*Written task A*: Update the rows below by replacing every "photograph" with "image" and changing nothing else. Leave the pictures out of your answer.

*Provided passage*:
In a Facebook post on Wednesday, guitarist Billy Gibbons and drummer Frank Beard said Hill died in his sleep. They didn’t give a cause of death, but a July 21 post on the band’s website said Hill was “on a short detour back to Texas, to address a hip issue".

"We are saddened by the news today that our Compadre, Dusty Hill, has passed away in his sleep at home in Houston," they posted. "We, along with legions of ZZ Top fans around the world, will miss your steadfast presence, your good nature and enduring commitment to providing that monumental bottom to the 'Top'. You will be missed greatly, amigo."

Born Joe Michael Hill in Dallas, he, Gibbons and Beard formed ZZ Top in Houston in 1969, naming themselves in part after blues singer ZZ Hill and influenced by the British power trio Cream.

Their debut release, ZZ Top’s First Album, came out in 1971. Three years later, they broke through commercially with La Grange, a funky blues song in the style of Slim Harpo’s Shake Your Hips that paid tribute to the Chicken Ranch, a notorious brothel outside of the Texas town of La Grange.

*Written task B*: Summarize the passage on Dusty Hill in two sentences.

*Input data*:
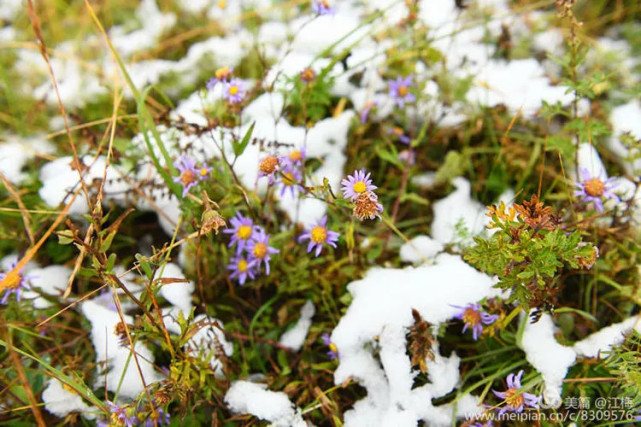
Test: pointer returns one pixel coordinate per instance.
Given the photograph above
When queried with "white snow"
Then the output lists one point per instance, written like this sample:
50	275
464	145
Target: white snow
15	153
295	337
604	340
51	280
60	401
456	207
547	356
244	397
420	248
519	84
379	315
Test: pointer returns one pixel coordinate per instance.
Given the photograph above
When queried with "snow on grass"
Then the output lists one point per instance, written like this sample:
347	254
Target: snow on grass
295	337
244	397
520	84
154	24
61	401
16	152
606	339
51	280
547	356
420	248
458	207
206	342
552	359
59	179
378	318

*Output A*:
Test: pointer returns one pixel coordinate per instance.
Given the image above
When queried with "white snow"
Then the output lists one point per instance, written like this sample:
50	275
464	145
Target: white snow
15	153
295	337
604	340
51	280
60	401
456	207
547	356
244	397
420	248
519	84
379	315
Test: pointer returns one pixel coordinate per instance.
Given the image above
When queried with "snow on grass"
Then the output lists one point per instance, written like this sample:
347	254
Target: snow on grass
295	337
244	397
520	84
154	24
61	401
16	152
606	339
51	280
547	356
420	248
458	207
206	342
552	359
59	179
378	318

*Output B*: Guitarist Billy Gibbons and drummer Frank Beard announced on Facebook that their ZZ Top bandmate Dusty Hill had died in his sleep at home in Houston, without giving a cause. Born Joe Michael Hill in Dallas, he formed ZZ Top with them in Houston in 1969; their first album came out in 1971, and they broke through commercially three years later with La Grange.